Exercise prompt:
Transcribe, word for word, the lines of the data below between the line containing "Identify a point on every instance of the potted" and the line containing "x=855 y=544", inclusive.

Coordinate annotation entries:
--- BEGIN ---

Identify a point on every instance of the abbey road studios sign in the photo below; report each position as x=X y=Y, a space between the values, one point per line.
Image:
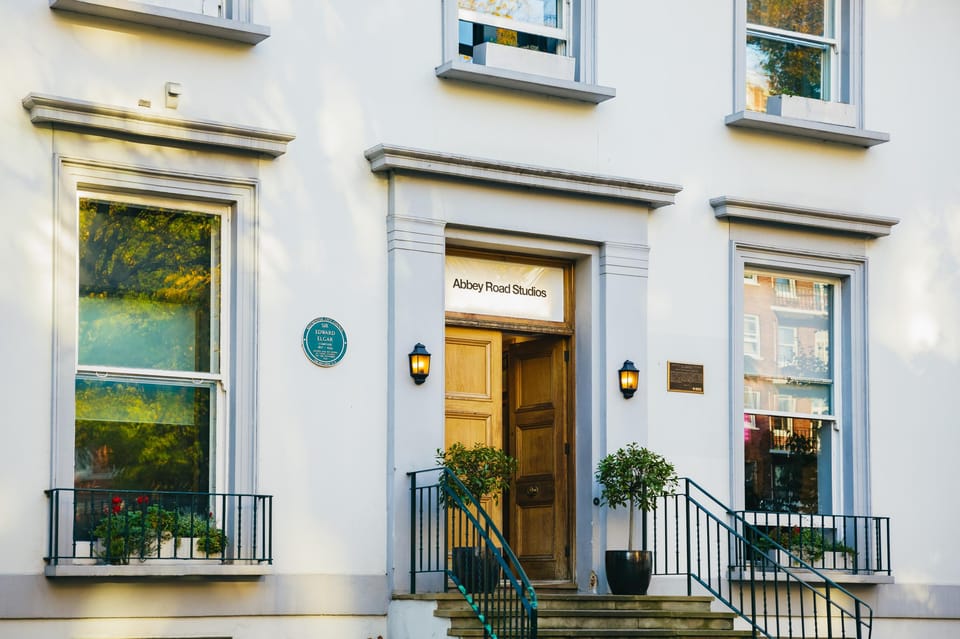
x=324 y=342
x=506 y=289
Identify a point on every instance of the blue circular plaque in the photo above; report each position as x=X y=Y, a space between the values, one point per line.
x=324 y=342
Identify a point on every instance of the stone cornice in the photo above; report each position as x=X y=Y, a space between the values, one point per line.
x=386 y=158
x=110 y=120
x=870 y=226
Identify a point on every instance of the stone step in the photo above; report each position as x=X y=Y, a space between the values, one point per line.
x=611 y=619
x=586 y=616
x=600 y=602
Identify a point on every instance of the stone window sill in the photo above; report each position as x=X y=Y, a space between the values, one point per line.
x=162 y=17
x=531 y=83
x=807 y=129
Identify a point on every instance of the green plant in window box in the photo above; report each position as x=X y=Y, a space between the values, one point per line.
x=124 y=532
x=206 y=537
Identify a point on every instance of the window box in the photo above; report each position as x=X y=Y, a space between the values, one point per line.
x=550 y=65
x=100 y=532
x=794 y=106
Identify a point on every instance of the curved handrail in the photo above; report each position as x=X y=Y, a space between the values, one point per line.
x=476 y=555
x=780 y=588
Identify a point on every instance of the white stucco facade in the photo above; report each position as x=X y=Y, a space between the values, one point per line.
x=350 y=169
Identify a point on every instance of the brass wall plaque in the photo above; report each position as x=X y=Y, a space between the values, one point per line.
x=685 y=378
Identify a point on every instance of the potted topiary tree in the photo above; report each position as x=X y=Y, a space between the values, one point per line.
x=634 y=477
x=485 y=471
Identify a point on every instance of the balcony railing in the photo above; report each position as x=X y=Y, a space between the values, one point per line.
x=91 y=526
x=855 y=544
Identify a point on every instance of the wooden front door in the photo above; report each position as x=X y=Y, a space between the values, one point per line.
x=474 y=381
x=537 y=411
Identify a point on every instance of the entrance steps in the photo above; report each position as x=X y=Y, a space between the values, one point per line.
x=588 y=616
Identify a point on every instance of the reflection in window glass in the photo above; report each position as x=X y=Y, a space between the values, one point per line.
x=788 y=384
x=148 y=288
x=775 y=67
x=539 y=12
x=751 y=335
x=148 y=304
x=142 y=435
x=782 y=457
x=811 y=17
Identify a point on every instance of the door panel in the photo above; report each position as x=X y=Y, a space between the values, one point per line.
x=539 y=516
x=474 y=381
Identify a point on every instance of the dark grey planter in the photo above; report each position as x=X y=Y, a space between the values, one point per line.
x=629 y=571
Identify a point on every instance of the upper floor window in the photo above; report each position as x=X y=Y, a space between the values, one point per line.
x=534 y=25
x=528 y=45
x=792 y=50
x=798 y=69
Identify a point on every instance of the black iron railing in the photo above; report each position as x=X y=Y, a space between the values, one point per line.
x=851 y=543
x=778 y=593
x=102 y=526
x=454 y=539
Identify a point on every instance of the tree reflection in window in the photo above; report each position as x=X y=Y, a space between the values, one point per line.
x=787 y=61
x=149 y=314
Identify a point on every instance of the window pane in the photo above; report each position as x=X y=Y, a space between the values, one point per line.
x=149 y=287
x=793 y=366
x=782 y=68
x=142 y=435
x=811 y=17
x=782 y=463
x=540 y=12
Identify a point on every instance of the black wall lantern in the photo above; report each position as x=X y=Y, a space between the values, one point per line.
x=419 y=363
x=629 y=379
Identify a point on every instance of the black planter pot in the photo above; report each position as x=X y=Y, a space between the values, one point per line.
x=629 y=571
x=476 y=569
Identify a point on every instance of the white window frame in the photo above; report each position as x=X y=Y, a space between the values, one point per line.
x=235 y=455
x=840 y=119
x=581 y=29
x=217 y=479
x=234 y=24
x=828 y=45
x=849 y=465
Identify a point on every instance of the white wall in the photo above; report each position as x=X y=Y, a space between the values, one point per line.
x=344 y=76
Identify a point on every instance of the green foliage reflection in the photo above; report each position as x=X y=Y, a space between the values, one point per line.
x=142 y=436
x=147 y=289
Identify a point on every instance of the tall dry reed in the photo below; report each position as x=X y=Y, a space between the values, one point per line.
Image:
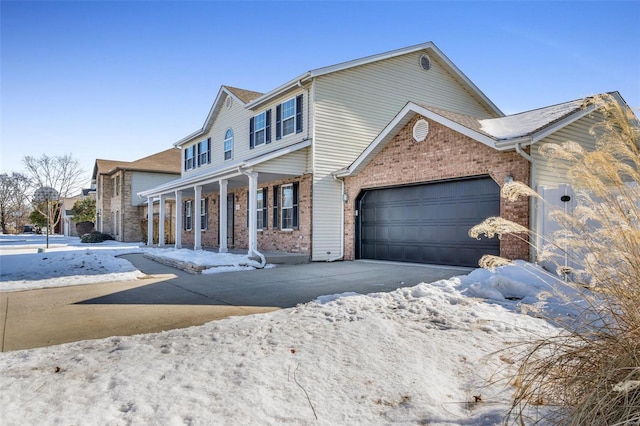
x=591 y=371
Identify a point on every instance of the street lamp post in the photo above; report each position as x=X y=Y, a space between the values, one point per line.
x=48 y=195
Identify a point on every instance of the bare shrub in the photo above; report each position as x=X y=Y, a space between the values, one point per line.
x=591 y=371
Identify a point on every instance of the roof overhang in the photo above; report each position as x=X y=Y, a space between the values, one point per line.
x=227 y=171
x=401 y=119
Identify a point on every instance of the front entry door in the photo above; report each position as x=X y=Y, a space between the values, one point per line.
x=230 y=210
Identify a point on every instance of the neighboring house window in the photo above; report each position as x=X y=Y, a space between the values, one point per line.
x=204 y=152
x=187 y=215
x=189 y=157
x=204 y=213
x=260 y=129
x=228 y=144
x=289 y=117
x=285 y=206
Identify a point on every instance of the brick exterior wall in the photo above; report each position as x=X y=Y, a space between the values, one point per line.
x=269 y=239
x=445 y=154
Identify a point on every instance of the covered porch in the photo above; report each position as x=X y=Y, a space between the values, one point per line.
x=217 y=185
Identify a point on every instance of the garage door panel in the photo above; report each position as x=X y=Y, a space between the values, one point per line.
x=428 y=223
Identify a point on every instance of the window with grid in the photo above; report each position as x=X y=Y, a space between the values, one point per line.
x=228 y=145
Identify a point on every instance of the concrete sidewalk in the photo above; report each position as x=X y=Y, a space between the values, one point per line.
x=170 y=298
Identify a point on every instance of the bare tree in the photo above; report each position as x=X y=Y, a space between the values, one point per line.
x=14 y=194
x=61 y=175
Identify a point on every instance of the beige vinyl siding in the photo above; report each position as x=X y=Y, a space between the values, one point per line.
x=293 y=164
x=351 y=107
x=142 y=181
x=551 y=175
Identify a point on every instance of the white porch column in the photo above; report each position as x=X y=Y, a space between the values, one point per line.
x=161 y=241
x=223 y=216
x=149 y=221
x=178 y=244
x=197 y=231
x=253 y=212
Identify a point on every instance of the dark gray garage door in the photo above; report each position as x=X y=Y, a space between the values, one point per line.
x=427 y=223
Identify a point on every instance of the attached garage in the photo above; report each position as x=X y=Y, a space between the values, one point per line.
x=427 y=223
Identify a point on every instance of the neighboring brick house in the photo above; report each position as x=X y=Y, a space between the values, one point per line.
x=393 y=156
x=120 y=211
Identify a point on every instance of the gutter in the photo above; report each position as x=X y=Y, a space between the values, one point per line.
x=341 y=255
x=533 y=202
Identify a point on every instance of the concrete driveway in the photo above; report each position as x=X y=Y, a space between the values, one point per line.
x=169 y=298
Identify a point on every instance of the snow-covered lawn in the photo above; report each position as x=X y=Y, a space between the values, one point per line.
x=437 y=353
x=67 y=261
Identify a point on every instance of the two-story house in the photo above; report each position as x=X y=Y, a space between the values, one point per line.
x=120 y=210
x=393 y=156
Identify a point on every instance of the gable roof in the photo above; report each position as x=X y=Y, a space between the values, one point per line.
x=428 y=46
x=252 y=99
x=241 y=95
x=502 y=133
x=167 y=161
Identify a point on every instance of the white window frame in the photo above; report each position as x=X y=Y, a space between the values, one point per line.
x=204 y=213
x=260 y=206
x=203 y=152
x=260 y=131
x=228 y=145
x=190 y=154
x=290 y=118
x=284 y=208
x=188 y=222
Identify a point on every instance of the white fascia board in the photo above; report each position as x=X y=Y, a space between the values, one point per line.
x=398 y=122
x=369 y=59
x=467 y=81
x=215 y=107
x=215 y=175
x=278 y=91
x=507 y=144
x=278 y=153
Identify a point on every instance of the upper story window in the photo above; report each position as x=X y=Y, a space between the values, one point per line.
x=289 y=117
x=228 y=144
x=204 y=152
x=197 y=155
x=260 y=129
x=189 y=157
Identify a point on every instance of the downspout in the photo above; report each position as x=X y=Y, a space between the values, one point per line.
x=341 y=255
x=533 y=203
x=263 y=260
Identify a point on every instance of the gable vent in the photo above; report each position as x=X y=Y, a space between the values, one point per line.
x=425 y=62
x=420 y=130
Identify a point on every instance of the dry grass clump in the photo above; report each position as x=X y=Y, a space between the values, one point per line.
x=591 y=372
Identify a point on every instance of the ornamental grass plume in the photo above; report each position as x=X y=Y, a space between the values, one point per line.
x=591 y=371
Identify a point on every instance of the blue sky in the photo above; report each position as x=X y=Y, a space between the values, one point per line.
x=122 y=80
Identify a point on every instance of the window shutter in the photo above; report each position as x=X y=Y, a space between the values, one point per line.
x=276 y=224
x=278 y=122
x=267 y=130
x=299 y=114
x=252 y=135
x=295 y=205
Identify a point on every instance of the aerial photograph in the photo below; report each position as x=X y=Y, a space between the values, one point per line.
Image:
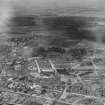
x=52 y=52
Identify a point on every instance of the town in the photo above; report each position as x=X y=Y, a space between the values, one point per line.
x=52 y=80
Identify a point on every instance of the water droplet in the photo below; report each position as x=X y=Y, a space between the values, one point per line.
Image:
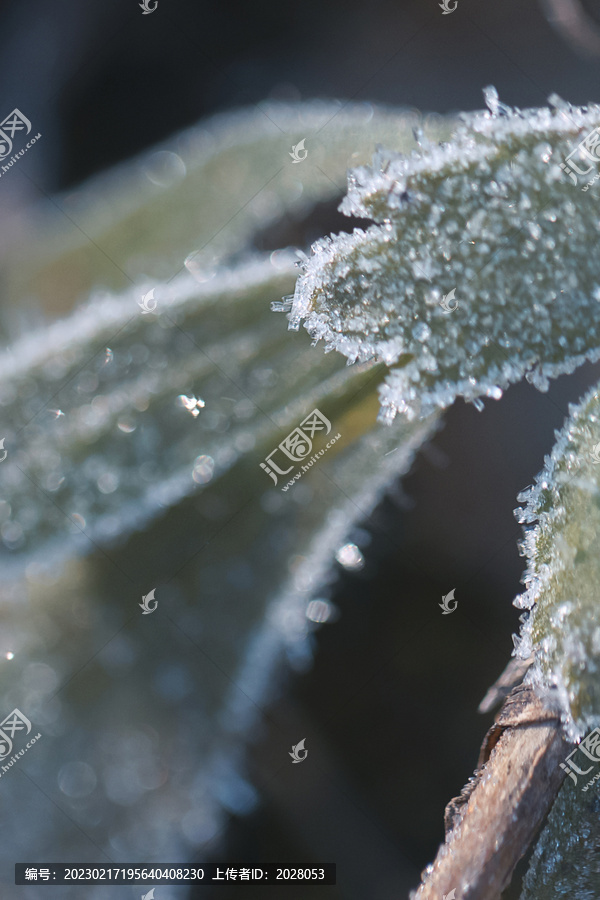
x=204 y=467
x=350 y=557
x=192 y=404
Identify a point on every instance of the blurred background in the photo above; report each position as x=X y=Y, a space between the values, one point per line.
x=390 y=699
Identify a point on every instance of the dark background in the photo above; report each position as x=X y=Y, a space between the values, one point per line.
x=391 y=698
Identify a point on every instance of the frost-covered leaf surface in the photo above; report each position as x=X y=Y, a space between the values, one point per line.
x=490 y=216
x=565 y=863
x=111 y=487
x=197 y=199
x=563 y=573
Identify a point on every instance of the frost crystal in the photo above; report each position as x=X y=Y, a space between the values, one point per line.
x=490 y=214
x=563 y=573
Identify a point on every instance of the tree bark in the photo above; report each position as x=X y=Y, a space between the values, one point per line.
x=499 y=812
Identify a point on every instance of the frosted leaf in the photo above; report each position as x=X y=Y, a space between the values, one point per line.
x=490 y=214
x=563 y=571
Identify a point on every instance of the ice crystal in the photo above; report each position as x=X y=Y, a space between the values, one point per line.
x=490 y=215
x=563 y=572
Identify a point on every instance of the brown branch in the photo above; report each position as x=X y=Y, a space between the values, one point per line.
x=494 y=821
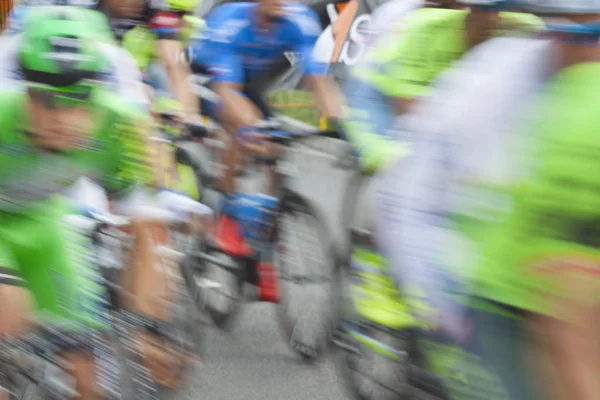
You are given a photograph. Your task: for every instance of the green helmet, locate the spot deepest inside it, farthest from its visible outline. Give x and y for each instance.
(183, 5)
(59, 47)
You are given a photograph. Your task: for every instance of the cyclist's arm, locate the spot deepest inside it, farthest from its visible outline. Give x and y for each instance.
(326, 91)
(169, 49)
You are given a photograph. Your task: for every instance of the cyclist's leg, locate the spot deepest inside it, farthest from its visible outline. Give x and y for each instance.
(14, 297)
(503, 341)
(56, 265)
(149, 285)
(257, 99)
(235, 111)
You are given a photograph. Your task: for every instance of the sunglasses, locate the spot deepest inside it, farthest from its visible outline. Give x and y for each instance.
(55, 99)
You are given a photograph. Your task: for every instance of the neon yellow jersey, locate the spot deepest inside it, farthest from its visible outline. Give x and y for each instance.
(550, 239)
(430, 41)
(141, 41)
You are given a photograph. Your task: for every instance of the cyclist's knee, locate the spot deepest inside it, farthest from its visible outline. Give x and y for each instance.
(16, 304)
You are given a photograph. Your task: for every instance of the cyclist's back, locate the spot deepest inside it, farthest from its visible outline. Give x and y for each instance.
(115, 155)
(402, 66)
(236, 50)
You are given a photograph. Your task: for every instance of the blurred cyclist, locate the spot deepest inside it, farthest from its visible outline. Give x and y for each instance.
(242, 40)
(400, 68)
(498, 195)
(50, 137)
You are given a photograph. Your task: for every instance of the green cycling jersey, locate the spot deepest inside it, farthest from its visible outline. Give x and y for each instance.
(141, 41)
(404, 65)
(430, 41)
(552, 232)
(115, 156)
(38, 249)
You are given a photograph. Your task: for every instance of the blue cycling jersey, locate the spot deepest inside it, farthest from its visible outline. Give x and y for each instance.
(234, 48)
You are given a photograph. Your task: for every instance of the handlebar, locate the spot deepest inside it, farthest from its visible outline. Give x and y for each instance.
(286, 138)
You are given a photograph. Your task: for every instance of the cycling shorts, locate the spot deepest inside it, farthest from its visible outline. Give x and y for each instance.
(212, 109)
(39, 251)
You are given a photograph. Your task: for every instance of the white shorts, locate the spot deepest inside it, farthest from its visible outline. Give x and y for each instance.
(88, 195)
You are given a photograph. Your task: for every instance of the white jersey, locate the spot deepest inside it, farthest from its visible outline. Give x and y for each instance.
(466, 136)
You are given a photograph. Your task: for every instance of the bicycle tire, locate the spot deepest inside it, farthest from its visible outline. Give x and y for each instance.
(32, 392)
(192, 270)
(293, 203)
(351, 349)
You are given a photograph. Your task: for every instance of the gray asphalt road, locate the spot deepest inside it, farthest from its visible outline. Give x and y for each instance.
(252, 361)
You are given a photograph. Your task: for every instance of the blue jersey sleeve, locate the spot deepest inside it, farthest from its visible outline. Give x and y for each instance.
(308, 29)
(218, 50)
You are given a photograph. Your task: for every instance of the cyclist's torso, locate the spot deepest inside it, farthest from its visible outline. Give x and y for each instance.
(551, 231)
(405, 62)
(440, 203)
(139, 35)
(235, 24)
(28, 176)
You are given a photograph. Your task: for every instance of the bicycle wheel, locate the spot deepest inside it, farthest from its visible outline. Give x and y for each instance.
(366, 373)
(215, 285)
(306, 267)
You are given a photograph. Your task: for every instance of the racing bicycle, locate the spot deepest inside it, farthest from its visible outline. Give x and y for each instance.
(288, 229)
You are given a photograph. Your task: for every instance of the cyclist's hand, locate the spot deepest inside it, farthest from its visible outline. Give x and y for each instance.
(196, 130)
(255, 142)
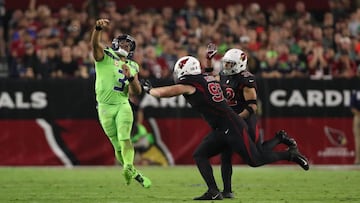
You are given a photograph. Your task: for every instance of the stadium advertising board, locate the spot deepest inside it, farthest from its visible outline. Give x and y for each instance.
(55, 122)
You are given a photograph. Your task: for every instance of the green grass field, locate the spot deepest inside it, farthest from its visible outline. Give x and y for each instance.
(178, 184)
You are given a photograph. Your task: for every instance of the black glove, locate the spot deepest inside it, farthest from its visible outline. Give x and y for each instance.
(146, 85)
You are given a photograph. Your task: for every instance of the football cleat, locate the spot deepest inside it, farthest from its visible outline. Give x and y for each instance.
(285, 139)
(228, 195)
(131, 173)
(298, 158)
(216, 195)
(144, 181)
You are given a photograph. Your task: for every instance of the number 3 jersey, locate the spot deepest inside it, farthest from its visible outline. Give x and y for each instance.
(233, 86)
(209, 101)
(111, 85)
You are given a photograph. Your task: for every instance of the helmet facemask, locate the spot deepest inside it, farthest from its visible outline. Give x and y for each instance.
(233, 62)
(186, 65)
(124, 45)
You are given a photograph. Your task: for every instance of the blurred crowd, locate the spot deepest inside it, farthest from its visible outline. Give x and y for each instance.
(41, 42)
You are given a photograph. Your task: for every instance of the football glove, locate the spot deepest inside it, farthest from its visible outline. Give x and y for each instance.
(146, 85)
(211, 51)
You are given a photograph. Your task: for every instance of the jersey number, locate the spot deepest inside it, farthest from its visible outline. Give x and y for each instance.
(216, 92)
(230, 96)
(121, 81)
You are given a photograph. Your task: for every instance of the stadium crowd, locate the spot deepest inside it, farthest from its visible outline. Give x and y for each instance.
(43, 43)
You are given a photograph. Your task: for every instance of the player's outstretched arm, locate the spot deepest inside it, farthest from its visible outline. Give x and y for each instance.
(96, 39)
(171, 91)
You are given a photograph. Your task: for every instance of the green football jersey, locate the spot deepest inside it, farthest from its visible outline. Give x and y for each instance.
(111, 85)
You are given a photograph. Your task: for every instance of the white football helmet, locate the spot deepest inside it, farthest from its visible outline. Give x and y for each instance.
(187, 65)
(234, 61)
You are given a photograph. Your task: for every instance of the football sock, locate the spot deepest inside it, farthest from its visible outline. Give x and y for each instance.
(127, 152)
(119, 157)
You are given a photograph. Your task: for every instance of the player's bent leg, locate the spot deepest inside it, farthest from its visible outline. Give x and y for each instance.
(285, 139)
(298, 158)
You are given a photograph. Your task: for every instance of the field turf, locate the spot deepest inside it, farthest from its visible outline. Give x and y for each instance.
(268, 184)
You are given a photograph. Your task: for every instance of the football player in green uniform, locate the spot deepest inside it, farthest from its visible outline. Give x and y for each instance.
(116, 78)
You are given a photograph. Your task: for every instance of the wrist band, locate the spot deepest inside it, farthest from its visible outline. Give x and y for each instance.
(209, 69)
(130, 79)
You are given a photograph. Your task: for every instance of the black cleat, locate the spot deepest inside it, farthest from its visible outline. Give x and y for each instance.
(210, 196)
(285, 139)
(298, 158)
(228, 195)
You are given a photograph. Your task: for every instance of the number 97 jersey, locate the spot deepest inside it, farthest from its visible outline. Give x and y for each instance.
(233, 87)
(208, 100)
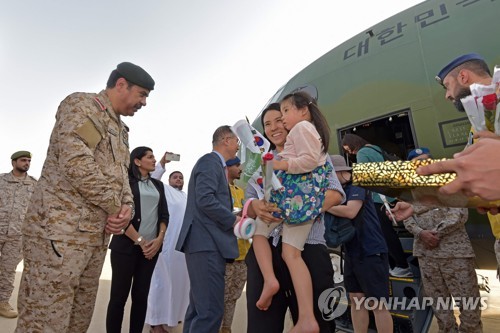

--- END ---

Result:
Identify a point on every instance of the potted topiary tree in the photo above; report each position as x=X y=Y, a space between the values, one point per line.
x=634 y=477
x=485 y=471
Identify a point on every instance of the balcony railing in the photo above; report each position as x=X y=Y, a space between the values, one point per line.
x=91 y=526
x=855 y=544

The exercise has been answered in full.